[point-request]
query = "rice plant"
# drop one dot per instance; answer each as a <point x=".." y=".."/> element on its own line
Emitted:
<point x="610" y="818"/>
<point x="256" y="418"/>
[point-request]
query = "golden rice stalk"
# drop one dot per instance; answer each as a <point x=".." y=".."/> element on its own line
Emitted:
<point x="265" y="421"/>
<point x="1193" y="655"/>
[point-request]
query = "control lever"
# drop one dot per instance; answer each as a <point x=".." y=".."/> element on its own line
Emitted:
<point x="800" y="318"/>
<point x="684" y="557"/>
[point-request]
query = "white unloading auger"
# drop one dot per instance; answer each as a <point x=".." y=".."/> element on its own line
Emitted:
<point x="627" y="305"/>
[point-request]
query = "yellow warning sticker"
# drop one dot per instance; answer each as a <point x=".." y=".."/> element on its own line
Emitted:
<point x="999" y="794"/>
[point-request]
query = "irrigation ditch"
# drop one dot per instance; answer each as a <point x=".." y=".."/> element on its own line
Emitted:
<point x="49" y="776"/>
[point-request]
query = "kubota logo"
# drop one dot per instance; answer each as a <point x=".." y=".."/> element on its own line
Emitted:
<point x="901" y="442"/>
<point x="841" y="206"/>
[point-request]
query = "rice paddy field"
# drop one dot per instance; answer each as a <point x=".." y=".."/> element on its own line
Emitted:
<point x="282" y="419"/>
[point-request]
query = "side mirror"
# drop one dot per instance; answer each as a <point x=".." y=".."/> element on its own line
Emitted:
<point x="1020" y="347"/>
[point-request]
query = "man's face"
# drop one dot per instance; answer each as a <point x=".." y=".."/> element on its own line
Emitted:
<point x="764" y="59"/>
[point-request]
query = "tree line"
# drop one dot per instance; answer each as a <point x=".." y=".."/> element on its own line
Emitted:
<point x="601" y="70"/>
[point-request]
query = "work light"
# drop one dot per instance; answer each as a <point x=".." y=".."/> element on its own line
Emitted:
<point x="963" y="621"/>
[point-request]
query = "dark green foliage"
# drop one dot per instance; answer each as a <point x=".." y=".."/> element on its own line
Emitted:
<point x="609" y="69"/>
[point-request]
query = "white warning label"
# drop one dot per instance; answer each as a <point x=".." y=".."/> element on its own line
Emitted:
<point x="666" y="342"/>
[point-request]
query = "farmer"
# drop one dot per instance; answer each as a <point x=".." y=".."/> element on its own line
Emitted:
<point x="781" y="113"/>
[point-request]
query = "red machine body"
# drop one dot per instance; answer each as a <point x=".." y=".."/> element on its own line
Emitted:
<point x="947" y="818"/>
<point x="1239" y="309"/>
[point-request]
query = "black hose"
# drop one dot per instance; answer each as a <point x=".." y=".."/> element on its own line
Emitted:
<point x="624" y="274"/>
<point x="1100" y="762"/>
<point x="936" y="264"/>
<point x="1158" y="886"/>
-------
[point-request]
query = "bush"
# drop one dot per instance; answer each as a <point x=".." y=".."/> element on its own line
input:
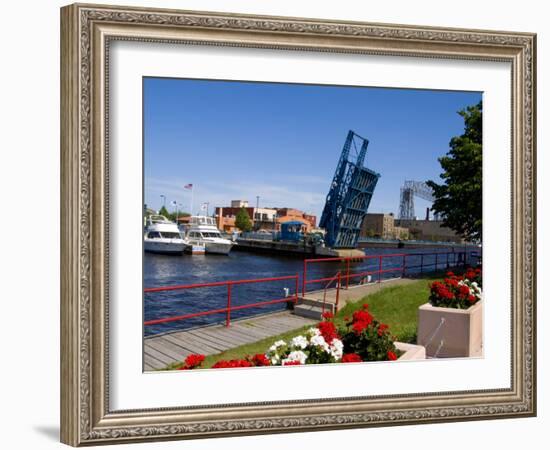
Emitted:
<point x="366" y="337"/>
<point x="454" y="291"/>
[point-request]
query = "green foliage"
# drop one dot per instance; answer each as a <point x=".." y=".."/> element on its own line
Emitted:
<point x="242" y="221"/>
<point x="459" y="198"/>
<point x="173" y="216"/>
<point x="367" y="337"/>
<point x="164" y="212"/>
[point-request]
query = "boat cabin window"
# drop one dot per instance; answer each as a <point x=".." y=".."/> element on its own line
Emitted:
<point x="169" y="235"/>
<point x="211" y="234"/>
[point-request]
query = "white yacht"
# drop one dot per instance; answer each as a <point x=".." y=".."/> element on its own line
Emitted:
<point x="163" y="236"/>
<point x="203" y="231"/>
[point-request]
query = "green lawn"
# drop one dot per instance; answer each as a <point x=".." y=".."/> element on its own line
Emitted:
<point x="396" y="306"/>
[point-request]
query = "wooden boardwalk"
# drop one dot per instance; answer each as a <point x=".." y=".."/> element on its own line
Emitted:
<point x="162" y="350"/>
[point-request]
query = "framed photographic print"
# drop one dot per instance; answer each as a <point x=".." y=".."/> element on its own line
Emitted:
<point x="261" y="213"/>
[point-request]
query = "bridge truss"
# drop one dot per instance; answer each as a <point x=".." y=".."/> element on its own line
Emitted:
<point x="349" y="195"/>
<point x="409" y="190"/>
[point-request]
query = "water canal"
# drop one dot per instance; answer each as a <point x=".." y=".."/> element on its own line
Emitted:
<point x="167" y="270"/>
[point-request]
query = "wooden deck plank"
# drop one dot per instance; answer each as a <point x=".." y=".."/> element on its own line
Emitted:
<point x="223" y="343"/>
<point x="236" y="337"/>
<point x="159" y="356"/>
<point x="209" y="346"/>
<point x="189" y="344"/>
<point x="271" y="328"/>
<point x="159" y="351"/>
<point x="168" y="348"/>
-------
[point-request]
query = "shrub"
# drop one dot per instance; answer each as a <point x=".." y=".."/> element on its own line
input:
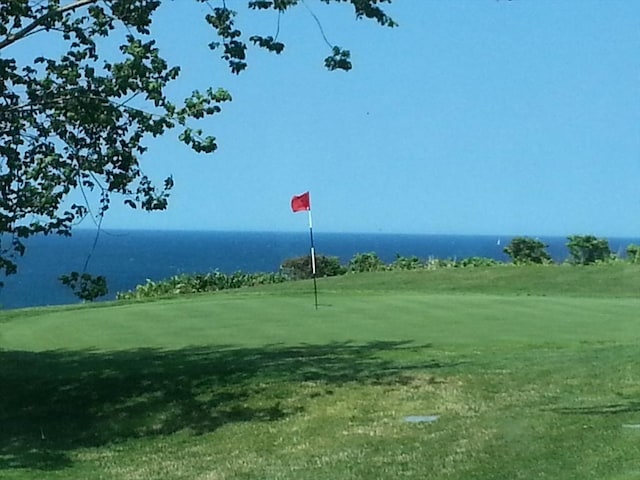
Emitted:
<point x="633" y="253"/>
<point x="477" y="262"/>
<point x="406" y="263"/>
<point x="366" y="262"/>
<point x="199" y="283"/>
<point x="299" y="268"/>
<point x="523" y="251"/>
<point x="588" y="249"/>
-------
● **What is required**
Note every line of the entries in which "warning" appears, and copy it down.

● **Solution**
query = "yellow warning sticker"
query = "white warning label"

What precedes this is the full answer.